AIM
Locate each line of the material below that contains the word "boundary", and copy every such line.

RECORD EXCERPTS
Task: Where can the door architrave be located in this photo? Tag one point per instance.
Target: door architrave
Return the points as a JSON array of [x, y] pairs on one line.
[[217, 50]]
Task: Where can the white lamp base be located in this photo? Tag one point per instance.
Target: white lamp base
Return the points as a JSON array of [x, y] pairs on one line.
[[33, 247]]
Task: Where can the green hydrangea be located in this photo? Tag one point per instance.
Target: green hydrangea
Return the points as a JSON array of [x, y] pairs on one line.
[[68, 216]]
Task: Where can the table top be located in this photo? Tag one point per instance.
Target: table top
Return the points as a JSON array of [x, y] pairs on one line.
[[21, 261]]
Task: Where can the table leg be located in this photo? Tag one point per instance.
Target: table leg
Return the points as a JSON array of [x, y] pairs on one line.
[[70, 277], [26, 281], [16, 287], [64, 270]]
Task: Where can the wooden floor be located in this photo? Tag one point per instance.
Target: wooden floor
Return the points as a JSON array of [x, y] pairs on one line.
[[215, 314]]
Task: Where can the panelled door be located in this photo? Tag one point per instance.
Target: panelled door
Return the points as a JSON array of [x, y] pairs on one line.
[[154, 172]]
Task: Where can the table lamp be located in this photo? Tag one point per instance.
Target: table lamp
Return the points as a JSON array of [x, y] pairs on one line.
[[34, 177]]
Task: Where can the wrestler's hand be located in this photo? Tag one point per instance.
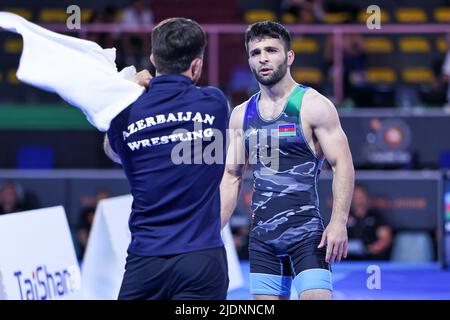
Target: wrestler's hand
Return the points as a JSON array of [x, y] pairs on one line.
[[142, 78], [335, 237]]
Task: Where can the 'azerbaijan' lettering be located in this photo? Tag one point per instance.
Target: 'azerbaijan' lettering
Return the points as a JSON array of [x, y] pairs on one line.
[[162, 118], [176, 137]]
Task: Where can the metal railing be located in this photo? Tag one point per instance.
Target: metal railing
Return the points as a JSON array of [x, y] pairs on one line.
[[214, 31]]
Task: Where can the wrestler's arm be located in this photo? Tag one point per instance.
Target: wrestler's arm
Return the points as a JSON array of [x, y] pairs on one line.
[[323, 118], [234, 166]]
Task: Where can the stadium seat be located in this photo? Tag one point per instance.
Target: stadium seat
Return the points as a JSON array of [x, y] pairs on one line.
[[442, 14], [379, 45], [25, 13], [13, 46], [12, 78], [414, 45], [52, 15], [417, 75], [308, 75], [441, 44], [337, 17], [363, 15], [381, 75], [304, 45], [411, 15], [255, 15], [35, 157], [412, 246]]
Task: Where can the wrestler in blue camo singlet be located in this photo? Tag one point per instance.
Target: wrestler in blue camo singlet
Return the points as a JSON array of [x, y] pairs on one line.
[[285, 201]]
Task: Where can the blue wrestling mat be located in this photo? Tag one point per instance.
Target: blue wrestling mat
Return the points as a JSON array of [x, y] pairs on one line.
[[396, 281]]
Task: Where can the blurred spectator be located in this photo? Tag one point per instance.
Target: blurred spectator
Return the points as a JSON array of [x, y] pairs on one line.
[[369, 237], [356, 88], [10, 198], [305, 11], [87, 218], [14, 198], [446, 70], [136, 45], [105, 15]]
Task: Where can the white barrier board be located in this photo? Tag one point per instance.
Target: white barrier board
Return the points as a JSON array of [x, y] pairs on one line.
[[104, 260], [37, 256]]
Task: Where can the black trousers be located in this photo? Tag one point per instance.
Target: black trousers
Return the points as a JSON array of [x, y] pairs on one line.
[[198, 275]]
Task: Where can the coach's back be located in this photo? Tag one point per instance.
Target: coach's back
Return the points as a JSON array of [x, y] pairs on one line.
[[162, 140]]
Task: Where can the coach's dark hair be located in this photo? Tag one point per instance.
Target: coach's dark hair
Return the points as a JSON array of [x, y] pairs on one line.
[[176, 42], [268, 29]]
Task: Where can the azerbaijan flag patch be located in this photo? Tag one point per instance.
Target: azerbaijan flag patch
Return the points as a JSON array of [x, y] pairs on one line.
[[287, 130]]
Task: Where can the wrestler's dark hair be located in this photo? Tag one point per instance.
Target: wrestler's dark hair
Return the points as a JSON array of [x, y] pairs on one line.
[[268, 29], [176, 42]]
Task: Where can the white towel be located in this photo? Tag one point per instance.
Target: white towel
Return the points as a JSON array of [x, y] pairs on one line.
[[80, 71]]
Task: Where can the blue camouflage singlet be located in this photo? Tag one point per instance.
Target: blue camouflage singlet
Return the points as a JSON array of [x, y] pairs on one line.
[[285, 171]]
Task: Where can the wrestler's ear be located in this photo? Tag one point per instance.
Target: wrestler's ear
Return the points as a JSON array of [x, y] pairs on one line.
[[196, 68], [290, 57]]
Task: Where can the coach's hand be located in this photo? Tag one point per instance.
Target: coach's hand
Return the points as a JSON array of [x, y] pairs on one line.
[[142, 78], [335, 237]]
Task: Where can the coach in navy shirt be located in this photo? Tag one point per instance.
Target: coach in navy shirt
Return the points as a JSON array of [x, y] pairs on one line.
[[171, 145]]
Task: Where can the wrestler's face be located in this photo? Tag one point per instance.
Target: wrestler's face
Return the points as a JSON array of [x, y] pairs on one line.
[[269, 60]]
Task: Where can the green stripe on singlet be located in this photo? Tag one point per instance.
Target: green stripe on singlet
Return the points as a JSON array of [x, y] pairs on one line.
[[295, 101]]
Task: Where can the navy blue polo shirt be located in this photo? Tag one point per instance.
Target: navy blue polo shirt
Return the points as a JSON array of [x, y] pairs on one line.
[[172, 145]]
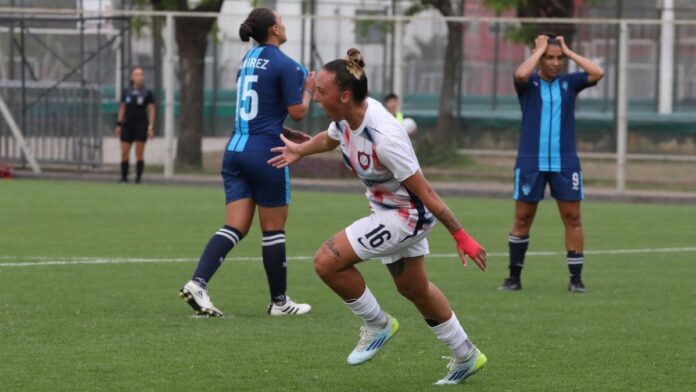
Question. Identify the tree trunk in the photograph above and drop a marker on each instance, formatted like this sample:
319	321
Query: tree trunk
444	135
192	41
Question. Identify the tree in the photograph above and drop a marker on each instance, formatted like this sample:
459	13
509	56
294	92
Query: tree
191	36
538	9
444	138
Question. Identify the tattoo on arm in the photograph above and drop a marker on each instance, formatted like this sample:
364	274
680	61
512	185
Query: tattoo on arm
396	268
448	219
330	243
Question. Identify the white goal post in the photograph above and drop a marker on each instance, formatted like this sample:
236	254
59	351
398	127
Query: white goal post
17	133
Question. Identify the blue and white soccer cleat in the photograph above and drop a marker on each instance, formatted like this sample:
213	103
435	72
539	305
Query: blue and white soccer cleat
371	341
288	308
459	371
197	297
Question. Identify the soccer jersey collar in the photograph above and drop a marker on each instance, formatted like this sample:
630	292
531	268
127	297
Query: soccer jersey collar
364	122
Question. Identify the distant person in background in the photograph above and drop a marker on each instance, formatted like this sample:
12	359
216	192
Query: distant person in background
393	105
135	122
547	151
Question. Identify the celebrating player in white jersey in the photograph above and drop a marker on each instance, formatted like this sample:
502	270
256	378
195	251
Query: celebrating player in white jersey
404	207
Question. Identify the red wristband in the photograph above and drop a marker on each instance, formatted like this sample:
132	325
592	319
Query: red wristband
466	243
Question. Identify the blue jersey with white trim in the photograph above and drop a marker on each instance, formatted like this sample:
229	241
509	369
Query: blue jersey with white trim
268	81
547	137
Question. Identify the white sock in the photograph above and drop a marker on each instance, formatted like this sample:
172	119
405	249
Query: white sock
453	335
367	308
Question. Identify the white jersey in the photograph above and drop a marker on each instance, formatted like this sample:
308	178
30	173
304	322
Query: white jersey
380	153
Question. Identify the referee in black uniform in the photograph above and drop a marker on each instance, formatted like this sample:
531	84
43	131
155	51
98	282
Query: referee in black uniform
136	118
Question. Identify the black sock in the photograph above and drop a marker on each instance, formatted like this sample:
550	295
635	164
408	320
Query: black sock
518	248
431	323
139	167
575	261
124	170
275	263
214	254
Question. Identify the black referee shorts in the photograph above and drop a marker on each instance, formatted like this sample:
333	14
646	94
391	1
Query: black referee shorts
130	134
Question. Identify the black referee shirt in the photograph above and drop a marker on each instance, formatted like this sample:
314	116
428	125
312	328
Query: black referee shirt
136	101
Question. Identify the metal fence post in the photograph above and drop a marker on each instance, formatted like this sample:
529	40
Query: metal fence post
169	98
622	109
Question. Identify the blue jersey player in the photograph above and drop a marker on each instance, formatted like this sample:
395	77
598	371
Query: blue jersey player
547	153
270	85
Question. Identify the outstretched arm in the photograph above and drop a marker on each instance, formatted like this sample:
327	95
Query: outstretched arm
594	72
466	246
293	152
527	67
297	112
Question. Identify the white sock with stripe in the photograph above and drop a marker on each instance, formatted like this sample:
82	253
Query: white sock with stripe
454	336
367	308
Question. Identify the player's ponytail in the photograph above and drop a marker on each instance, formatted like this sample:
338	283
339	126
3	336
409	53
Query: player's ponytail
350	74
256	25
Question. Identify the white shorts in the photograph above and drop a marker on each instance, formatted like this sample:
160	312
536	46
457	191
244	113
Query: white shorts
390	235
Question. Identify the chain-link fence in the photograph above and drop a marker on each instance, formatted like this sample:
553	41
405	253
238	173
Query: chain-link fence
403	55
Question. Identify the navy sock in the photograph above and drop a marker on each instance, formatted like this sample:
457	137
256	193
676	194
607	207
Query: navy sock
124	170
575	261
139	167
518	248
275	264
214	254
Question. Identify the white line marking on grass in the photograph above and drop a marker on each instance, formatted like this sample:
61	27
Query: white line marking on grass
34	261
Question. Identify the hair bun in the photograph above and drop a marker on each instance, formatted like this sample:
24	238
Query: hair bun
355	63
246	30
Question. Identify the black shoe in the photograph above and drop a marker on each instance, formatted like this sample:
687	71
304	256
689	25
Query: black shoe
576	286
511	284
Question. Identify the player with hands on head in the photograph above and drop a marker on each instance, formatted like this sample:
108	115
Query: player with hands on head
547	151
404	211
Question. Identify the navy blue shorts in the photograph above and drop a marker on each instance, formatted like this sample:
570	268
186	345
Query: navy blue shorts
247	175
565	185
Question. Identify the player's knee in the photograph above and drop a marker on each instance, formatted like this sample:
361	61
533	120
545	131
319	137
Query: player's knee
572	219
413	291
322	265
523	221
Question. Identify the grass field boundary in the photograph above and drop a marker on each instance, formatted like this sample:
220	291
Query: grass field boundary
38	261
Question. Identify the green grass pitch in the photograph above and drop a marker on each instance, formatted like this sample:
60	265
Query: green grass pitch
121	326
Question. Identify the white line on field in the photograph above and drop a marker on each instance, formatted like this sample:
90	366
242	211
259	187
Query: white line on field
34	261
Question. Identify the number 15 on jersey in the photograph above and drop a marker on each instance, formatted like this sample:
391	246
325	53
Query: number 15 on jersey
247	97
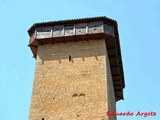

TASK OUTPUT
Question. Identify the grass field boundary in the photograph above and drop a marker on each instance, formatted like this sample:
Query: grass field boundary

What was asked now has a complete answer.